___ Texto de estudo ___
Quanto à imagem da “câmara de tortura”, Francisco explica que era destinada aos confessores, por vezes, demasiado curiosos, sobretudo no campo sexual. O Papa os convida a olhar o diálogo de Jesus com a adúltera, um grande exemplo para os confessores. Jesus não pergunta à mulher quantas vezes ele fez isso, com quem e como. Isto é o essencial: “Vai e não peques mais”. Embora, por vezes, entre os confessores «pode haver um excesso de curiosidade, em matéria sexual, sobretudo. Ou seja, uma insistência em fazer explícitos detalhes que não são necessários”. O convite aos confessores à misericórdia, afirma o Papa, não significa que devem absorver sempre. Há casos em que não se pode dar a absolvição. Mas, nesses casos, “se o confessor não pode absolver, que explique as razões, mas dê também uma bênção, mesmo sem absolvição sacramental”, e não interrompa o diálogo com o penitente.
___
## Instruções
1. Cite do texto sobre os confessores o trecho que começa em "Quanto à imagem" e segue até "com o penitente.".
2. Segundo o texto sobre os confessores, a quem era destinada a imagem da “câmara de tortura”?
___ Dados extraídos ___
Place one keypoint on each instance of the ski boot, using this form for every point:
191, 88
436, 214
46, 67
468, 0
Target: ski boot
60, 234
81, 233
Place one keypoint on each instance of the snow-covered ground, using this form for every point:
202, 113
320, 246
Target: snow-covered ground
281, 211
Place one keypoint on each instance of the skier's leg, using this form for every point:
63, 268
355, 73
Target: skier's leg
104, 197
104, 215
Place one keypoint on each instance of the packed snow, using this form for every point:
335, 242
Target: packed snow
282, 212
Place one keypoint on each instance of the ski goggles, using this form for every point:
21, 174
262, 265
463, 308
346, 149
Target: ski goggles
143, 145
___
___ Dados extraídos ___
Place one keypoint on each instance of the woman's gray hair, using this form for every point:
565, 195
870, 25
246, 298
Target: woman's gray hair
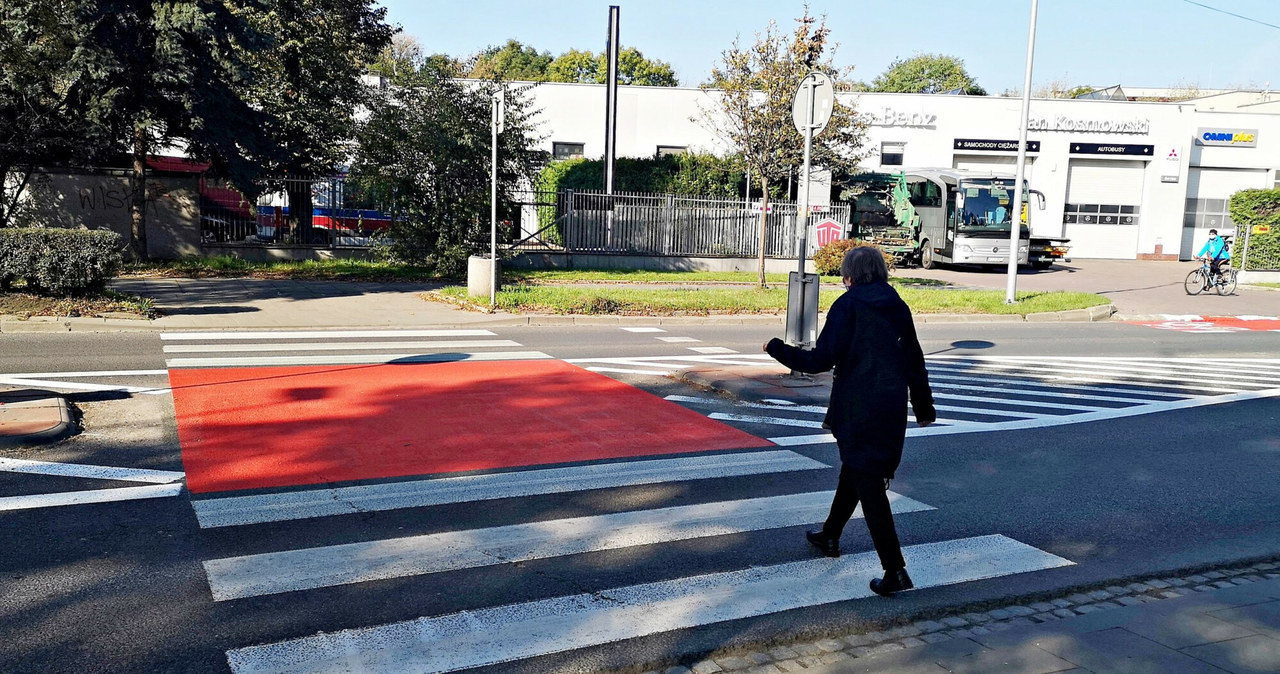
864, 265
___
## Respostas por tarefa
1.
Quanto à imagem da “câmara de tortura”, Francisco explica que era destinada aos confessores, por vezes, demasiado curiosos, sobretudo no campo sexual. O Papa os convida a olhar o diálogo de Jesus com a adúltera, um grande exemplo para os confessores. Jesus não pergunta à mulher quantas vezes ele fez isso, com quem e como. Isto é o essencial: “Vai e não peques mais”. Embora, por vezes, entre os confessores «pode haver um excesso de curiosidade, em matéria sexual, sobretudo. Ou seja, uma insistência em fazer explícitos detalhes que não são necessários”. O convite aos confessores à misericórdia, afirma o Papa, não significa que devem absorver sempre. Há casos em que não se pode dar a absolvição. Mas, nesses casos, “se o confessor não pode absolver, que explique as razões, mas dê também uma bênção, mesmo sem absolvição sacramental”, e não interrompa o diálogo com o penitente.

2. Aos confessores, por vezes, demasiado curiosos, sobretudo no campo sexual.